Exercise
Give every line back verbatim, dropping all images.

### Given records ###

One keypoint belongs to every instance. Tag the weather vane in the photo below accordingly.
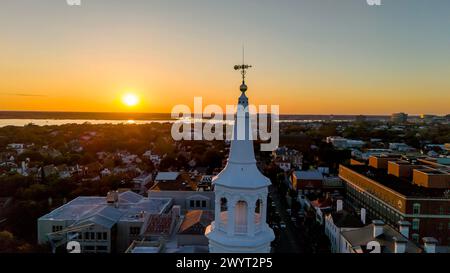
(242, 67)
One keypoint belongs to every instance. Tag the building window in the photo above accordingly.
(102, 248)
(56, 228)
(135, 231)
(416, 208)
(89, 248)
(223, 204)
(415, 224)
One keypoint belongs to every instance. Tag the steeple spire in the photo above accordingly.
(240, 224)
(243, 67)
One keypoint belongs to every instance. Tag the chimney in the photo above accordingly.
(363, 216)
(339, 205)
(113, 198)
(429, 244)
(377, 228)
(404, 228)
(176, 210)
(399, 244)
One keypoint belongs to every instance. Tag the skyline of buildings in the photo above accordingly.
(319, 60)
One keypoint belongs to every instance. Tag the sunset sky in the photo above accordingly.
(308, 56)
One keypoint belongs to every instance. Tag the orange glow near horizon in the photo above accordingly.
(130, 99)
(339, 59)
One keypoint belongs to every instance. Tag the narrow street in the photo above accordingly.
(290, 239)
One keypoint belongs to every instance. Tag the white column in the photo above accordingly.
(251, 218)
(263, 211)
(230, 217)
(217, 216)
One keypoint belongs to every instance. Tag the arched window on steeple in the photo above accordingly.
(258, 215)
(241, 217)
(223, 213)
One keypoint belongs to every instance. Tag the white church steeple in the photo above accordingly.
(240, 192)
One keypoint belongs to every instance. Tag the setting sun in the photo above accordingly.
(130, 99)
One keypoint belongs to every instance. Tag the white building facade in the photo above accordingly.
(241, 190)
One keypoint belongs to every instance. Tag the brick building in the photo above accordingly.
(397, 188)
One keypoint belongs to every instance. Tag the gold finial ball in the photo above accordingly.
(243, 87)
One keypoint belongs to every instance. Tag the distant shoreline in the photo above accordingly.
(155, 116)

###

Solved exercise
One keypoint belongs to every instance. Tag the weather vane in the photo below accordingly.
(242, 67)
One keypoint belongs to every instance. Tag the building window in the photo above accordingly.
(102, 248)
(56, 228)
(135, 231)
(416, 208)
(89, 248)
(223, 204)
(415, 224)
One keypoint belongs to every instance. Tag the steeple spire in the photo above accordingly.
(240, 224)
(243, 67)
One keypoint belongs to every instance. Tag the chimney in the photo above accordingly.
(363, 216)
(339, 205)
(113, 198)
(429, 244)
(377, 228)
(404, 228)
(176, 210)
(399, 244)
One keypoint belongs to every instance. Tag the skyline of buildings in the photo above accordingly.
(319, 60)
One keypoint belongs to every instance. Tag the sunset sky in the photo above accordingly.
(308, 56)
One keypoint belongs to every instance. Tag the orange glow near horizon in the photo above accordingly.
(130, 99)
(339, 59)
One keypoint belongs to every instance. Tag the narrow street in the photo above accordingly.
(290, 239)
One keypoint belongs to every instance. Tag the white column in the photo above accordingly.
(251, 218)
(263, 211)
(230, 217)
(217, 216)
One keypoint belongs to every instance. Tag the arched window on steeple in the photo above accordingly.
(258, 215)
(241, 217)
(223, 213)
One keypoint belongs to every instance. Tag the white church steeple in the photo above accordingly.
(240, 192)
One keypoint belongs to every instance. Tag the setting sun in the photo above accordingly.
(130, 99)
One keypoint belongs to every instance. Tag the white building facade in the photo above accordingly.
(241, 190)
One keypoint belongs to every instance. Tag the brick building in the photo above accordingly.
(397, 188)
One keypoint belongs to every instance. Tag the gold finial ball in the photo above accordingly.
(243, 87)
One keypoint belongs to every instance. Tag the distant shoreline in the photo above accordingly.
(155, 116)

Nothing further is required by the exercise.